## Provided records
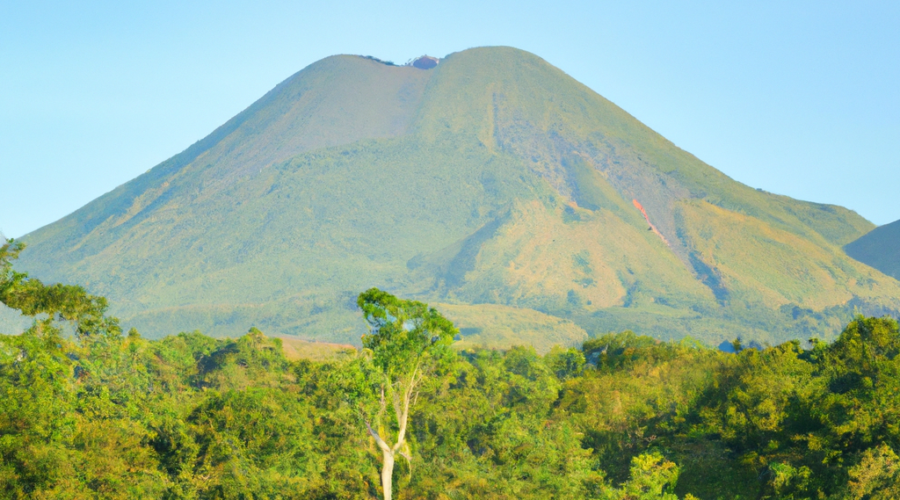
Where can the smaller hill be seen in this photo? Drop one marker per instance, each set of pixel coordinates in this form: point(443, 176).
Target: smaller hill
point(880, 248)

==

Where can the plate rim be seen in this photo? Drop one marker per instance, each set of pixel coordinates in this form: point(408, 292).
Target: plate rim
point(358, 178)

---

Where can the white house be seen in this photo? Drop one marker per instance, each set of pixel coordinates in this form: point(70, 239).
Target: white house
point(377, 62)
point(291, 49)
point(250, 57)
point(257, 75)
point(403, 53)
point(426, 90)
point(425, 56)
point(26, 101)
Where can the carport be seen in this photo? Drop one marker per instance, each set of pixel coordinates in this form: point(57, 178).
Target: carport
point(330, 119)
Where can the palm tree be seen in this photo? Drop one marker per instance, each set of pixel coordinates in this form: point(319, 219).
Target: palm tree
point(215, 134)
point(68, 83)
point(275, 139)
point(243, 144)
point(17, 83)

## Task item
Return every line above in which the string "each" occurs.

## Solved problem
Where can the smaller hill be seen in this photo? Drop one marker per instance, each set of pixel coordinates in this form: point(443, 176).
Where can the plate rim be seen in this photo? Drop one marker per instance, each set of pixel coordinates in this form: point(408, 292).
Where can the white house be seen in this photo? Drop one marker per instance, each set of pixel coordinates in this form: point(70, 239).
Where can the carport be seen in this photo? Drop one marker per instance, each set of pixel coordinates in this form: point(57, 178).
Where can the palm tree be seen in this photo? Drop one marker per instance, each set of pixel coordinates in this form: point(319, 219).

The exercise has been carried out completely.